[Labeled area outline records]
※ ※ ※
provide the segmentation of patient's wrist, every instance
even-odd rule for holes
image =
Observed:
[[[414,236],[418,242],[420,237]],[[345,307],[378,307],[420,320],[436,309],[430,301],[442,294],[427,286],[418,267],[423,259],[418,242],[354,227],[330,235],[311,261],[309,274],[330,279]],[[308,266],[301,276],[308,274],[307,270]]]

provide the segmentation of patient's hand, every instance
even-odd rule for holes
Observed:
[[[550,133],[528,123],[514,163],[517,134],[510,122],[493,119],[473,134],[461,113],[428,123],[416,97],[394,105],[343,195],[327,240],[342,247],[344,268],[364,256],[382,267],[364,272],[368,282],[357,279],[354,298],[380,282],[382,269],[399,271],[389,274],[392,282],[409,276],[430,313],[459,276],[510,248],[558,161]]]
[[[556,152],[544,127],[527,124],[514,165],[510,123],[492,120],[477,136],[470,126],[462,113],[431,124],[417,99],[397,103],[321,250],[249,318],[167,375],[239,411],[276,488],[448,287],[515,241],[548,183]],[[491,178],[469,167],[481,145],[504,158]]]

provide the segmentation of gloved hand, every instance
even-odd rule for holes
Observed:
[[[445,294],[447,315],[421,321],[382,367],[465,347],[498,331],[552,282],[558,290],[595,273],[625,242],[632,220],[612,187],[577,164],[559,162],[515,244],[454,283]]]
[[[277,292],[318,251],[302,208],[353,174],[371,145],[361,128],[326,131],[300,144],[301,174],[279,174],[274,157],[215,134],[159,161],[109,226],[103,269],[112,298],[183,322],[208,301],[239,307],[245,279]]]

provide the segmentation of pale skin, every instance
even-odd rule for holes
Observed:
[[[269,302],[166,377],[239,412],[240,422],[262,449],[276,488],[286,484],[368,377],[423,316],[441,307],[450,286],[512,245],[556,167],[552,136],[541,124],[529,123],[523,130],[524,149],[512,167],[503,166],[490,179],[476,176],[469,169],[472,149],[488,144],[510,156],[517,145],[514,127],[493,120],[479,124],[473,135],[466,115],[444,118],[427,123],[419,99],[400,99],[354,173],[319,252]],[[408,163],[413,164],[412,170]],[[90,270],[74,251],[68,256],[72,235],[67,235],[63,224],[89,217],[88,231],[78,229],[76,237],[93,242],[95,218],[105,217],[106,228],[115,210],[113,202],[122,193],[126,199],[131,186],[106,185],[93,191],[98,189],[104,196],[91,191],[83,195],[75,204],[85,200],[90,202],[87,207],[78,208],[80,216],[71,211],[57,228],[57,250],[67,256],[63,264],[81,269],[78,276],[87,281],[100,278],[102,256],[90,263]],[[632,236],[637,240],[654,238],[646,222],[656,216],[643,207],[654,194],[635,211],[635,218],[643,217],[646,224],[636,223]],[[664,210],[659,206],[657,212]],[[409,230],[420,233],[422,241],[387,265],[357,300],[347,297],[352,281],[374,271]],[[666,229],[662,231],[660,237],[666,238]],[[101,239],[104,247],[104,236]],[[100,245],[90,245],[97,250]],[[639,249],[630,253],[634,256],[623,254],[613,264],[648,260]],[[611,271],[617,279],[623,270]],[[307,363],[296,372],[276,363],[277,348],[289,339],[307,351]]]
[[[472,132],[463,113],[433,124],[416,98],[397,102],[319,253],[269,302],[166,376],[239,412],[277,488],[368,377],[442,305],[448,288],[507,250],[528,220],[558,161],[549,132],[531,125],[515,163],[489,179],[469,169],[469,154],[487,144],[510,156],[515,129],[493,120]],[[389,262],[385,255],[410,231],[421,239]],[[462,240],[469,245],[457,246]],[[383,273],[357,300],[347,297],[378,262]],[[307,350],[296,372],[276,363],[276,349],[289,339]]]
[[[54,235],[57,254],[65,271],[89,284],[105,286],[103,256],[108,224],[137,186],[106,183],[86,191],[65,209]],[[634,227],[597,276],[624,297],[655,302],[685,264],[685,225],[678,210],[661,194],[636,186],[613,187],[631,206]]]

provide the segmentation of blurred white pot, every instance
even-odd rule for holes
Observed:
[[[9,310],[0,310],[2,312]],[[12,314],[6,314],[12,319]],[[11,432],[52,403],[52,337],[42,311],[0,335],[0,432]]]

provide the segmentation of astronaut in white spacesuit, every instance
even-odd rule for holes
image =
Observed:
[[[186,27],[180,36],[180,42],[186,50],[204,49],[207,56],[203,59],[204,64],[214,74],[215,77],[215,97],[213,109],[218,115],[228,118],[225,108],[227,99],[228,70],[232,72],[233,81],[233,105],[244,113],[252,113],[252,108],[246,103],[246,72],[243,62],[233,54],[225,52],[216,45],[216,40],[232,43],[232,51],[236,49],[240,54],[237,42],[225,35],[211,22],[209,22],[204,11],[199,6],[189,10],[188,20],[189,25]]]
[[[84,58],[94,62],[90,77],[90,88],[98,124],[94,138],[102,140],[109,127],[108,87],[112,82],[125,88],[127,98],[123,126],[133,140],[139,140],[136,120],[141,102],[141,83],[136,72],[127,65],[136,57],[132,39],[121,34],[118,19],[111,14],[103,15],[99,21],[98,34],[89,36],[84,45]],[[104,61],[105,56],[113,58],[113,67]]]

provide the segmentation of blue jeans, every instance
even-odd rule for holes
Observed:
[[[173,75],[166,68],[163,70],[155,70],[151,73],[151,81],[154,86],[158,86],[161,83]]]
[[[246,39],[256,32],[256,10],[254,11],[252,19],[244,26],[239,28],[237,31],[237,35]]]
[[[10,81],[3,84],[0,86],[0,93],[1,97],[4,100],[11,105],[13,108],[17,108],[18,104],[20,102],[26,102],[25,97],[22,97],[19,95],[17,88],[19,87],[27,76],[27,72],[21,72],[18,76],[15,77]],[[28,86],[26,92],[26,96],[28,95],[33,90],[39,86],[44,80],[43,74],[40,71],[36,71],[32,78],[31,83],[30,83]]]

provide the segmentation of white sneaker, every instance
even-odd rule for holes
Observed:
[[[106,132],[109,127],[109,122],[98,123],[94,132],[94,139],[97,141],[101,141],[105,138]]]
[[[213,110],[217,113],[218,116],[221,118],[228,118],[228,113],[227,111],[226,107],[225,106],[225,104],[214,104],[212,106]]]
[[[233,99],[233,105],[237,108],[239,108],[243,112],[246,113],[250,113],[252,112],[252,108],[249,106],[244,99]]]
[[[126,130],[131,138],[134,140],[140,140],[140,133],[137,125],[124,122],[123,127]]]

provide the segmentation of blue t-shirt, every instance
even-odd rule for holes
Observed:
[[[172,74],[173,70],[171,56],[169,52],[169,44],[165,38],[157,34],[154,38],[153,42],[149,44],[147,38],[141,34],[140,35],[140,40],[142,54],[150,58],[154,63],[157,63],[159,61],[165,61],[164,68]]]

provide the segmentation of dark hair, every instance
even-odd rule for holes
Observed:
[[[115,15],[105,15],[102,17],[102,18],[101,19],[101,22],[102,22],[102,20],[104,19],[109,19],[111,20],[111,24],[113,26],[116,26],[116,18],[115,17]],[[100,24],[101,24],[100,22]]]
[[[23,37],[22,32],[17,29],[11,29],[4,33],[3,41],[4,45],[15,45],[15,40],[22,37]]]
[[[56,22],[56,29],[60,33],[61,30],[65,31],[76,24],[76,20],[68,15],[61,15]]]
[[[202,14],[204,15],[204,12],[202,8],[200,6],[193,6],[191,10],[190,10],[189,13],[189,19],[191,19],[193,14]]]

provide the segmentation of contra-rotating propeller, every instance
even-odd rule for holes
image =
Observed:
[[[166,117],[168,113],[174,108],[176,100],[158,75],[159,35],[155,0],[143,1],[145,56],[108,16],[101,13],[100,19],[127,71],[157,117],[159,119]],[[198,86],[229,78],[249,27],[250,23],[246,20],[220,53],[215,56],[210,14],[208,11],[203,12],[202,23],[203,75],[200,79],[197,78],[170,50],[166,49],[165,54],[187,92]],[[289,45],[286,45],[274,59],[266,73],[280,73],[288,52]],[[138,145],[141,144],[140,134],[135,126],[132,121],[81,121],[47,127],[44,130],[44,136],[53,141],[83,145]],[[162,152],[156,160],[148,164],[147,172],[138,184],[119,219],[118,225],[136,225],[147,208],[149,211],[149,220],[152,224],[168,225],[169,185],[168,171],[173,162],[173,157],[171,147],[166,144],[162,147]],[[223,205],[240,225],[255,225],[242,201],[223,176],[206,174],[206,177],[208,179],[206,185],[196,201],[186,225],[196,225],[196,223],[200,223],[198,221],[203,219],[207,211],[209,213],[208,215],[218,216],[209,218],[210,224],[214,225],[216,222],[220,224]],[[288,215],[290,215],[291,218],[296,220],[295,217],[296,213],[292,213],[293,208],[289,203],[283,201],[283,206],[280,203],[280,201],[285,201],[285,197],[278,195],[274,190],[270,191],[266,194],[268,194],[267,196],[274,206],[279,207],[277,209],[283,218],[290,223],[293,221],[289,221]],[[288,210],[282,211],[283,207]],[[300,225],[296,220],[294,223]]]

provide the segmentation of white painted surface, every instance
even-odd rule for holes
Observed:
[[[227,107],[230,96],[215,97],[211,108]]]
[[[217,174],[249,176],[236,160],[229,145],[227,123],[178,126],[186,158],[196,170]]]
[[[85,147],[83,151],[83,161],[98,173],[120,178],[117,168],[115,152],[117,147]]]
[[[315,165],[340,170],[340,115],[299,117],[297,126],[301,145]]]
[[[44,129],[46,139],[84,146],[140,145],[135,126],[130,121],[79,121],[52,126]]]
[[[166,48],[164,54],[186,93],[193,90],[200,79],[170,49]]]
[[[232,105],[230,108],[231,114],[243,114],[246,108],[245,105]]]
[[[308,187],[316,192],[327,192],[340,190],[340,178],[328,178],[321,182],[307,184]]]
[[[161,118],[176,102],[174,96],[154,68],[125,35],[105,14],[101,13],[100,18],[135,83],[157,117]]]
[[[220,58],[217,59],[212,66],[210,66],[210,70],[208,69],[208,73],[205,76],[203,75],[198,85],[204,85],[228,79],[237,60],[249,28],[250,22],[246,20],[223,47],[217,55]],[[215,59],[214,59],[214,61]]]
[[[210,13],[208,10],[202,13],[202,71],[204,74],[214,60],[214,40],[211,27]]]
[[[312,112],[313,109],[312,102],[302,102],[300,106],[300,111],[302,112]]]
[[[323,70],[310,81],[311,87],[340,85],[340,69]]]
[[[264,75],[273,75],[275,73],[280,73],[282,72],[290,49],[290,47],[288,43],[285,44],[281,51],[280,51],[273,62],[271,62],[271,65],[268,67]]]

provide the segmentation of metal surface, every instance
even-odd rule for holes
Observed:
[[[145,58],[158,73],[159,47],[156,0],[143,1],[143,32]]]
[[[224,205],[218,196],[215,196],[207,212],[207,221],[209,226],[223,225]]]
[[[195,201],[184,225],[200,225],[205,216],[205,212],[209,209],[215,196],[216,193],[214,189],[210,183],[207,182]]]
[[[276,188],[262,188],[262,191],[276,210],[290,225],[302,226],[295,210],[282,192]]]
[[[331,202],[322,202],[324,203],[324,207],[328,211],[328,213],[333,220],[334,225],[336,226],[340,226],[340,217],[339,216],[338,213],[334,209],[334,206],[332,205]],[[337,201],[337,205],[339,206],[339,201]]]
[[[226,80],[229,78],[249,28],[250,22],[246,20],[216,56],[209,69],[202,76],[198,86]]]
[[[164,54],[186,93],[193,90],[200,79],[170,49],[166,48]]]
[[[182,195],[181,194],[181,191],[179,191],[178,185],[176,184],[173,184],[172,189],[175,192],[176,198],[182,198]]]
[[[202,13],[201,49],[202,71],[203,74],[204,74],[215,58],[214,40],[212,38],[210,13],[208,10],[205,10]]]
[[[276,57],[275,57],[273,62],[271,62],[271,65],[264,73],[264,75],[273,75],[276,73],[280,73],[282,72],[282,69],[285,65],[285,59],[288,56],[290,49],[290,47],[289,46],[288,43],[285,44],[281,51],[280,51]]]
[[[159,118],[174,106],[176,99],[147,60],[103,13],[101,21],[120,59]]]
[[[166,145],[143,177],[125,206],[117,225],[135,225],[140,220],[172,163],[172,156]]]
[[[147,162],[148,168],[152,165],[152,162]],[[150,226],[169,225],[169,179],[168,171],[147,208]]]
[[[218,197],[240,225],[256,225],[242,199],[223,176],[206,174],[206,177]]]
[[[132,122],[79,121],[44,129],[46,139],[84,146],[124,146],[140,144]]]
※ ※ ※
Stated task
Can you copy out the records from the line containing "provide the segmentation of white painted" through the line containing "[[[166,48],[164,54],[186,93],[193,90],[200,79],[170,49]]]", keeping every line identical?

Result of the task
provide the segmentation of white painted surface, every instance
even-odd rule for holes
Observed:
[[[227,107],[230,96],[215,97],[211,108]]]
[[[217,174],[249,176],[236,160],[229,145],[227,123],[178,126],[186,158],[196,170]]]
[[[85,147],[83,151],[83,161],[98,173],[120,178],[117,168],[115,152],[117,147]]]
[[[315,165],[340,170],[340,115],[299,117],[297,126],[301,145]]]
[[[44,129],[46,139],[84,146],[140,145],[135,126],[130,121],[79,121],[52,126]]]
[[[166,48],[164,54],[186,93],[193,90],[200,79],[170,49]]]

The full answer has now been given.